━━ Extract provided
James Ferrier's Idealism
A forgotten St Andrews philosopher, and why the senses are faculties of nonsense
Edinburgh and Scottish Dogma
I’ve written elsewhere about James Ferrier, a great and largely forgotten Chair of Moral Philosophy at St Andrews from 1845-64.
I take a silly pleasure in the thought that I walk the same streets and lecture in the same halls as such a figure, who earned a small bit of notoriety when he was passed up for the Chair of Moral Philosophy at Edinburgh in 1852.
As Ferrier saw it, he was rejected on account of the unconventionality of his philosophical views. Ferrier gave his side of the story in his pamphlet, Scottish Philosophy: The Old and the New. He saw himself as a martyr to “the cause of the absolute independence of speculative thinking, in opposition to the restrictive dogma laid down, and acted on, by the Town Council of Edinburgh” (6). What is interesting about this story is the dogma Ferrier challenged. When you read the word “dogma” about the mid-nineteenth-century you are prone to think of the divinity of Christ or the presence in the Eucharist. What Ferrier dared to challenge, by contrast, was the accepted dogma of common sense; in his words again:
It is well to know that a candidate for a philosophical chair in the University of Edinburgh need not now be a believer in Christ or a member of the Established Church; but he must be a believer in Dr Reid, and a pledged disciple of the Hamiltonian system of philosophy (7),
that is to say, really, to the blandest articulation of “common sense” realism—the doctrine that we know about the world by observing it, and its objects are pretty much what we observe.
This might be the correct philosophy, and there is nothing wrong with arguing for it or teaching it. The problem is setting up an incentive against challenging it. Every useful discovery challenges something that common sense had previously established to be obviously true. The mysteries of the faith are much less dangerous as dogmas than ordinary common sense. The former will inevitably sit uncomfortably with those forced to accept them, who will go on questioning and ruminating in silence. The latter risk dulling the population into comfortable acceptance. A dogma can’t be exciting if it is to provoke a dogmatic slumber: you are at the greatest risk of quitting forever the adventure of thinking when what you are told to accept as obviously right seems obviously right.
Ferrier challenged what might have begun as a progressive escape from barbarous superstition but ended as a soporific conventionality; he ruffled some Whigs. There was also an intimation that his failure to adhere to dogma was treasonous—a surrender of homely Scottish thinking to exotic, dangerous, foreign (especially Germanic) interests. The Edinburgh Town Council thought that Hegel had got to him.
What was the scandalously unconventional and supposedly un-Scottish philosophy that banished Ferrier to the wild Fife coast? The mature expression of his system is found in his Institutes of Metaphysic, first published in 1856. Here Ferrier is at great pains to prove how different he was to those Germans with which he had been associated. Kant and Hegel were, in his words, “painfully deficient in the accomplishment of intelligible speech” (96). To mark the difference, Ferrier was determined to write clear arguments in plain, Scottish prose (perhaps to demonstrate his patriotism, he refers to Hegel’s philosophy as bread from which the whisky of wisdom can only be distilled with great difficulty).
━━━━
━━ Data segment
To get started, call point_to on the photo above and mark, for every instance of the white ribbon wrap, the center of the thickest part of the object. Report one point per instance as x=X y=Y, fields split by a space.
━━━━
What you need to do
A: Repeat, word for word, the portion of the passage on James Ferrier from "Ferrier challenged what" up to and including "got to him.".
B: State whether each statement agrees with the passage on James Ferrier, answering yes or no and quoting the words of the passage that decide it: (i) Ferrier held the Chair of Moral Philosophy at St Andrews from 1845 to 1864; (ii) Ferrier's Institutes of Metaphysic was first published in 1852; (iii) Ferrier regarded Kant and Hegel as masters of intelligible speech.

Task-by-task answers
A:
Ferrier challenged what might have begun as a progressive escape from barbarous superstition but ended as a soporific conventionality; he ruffled some Whigs. There was also an intimation that his failure to adhere to dogma was treasonous—a surrender of homely Scottish thinking to exotic, dangerous, foreign (especially Germanic) interests. The Edinburgh Town Council thought that Hegel had got to him.

B:
(i) Yes: "Chair of Moral Philosophy at St Andrews from 1845-64"
(ii) No: "first published in 1856"
(iii) No: "painfully deficient in the accomplishment of intelligible speech"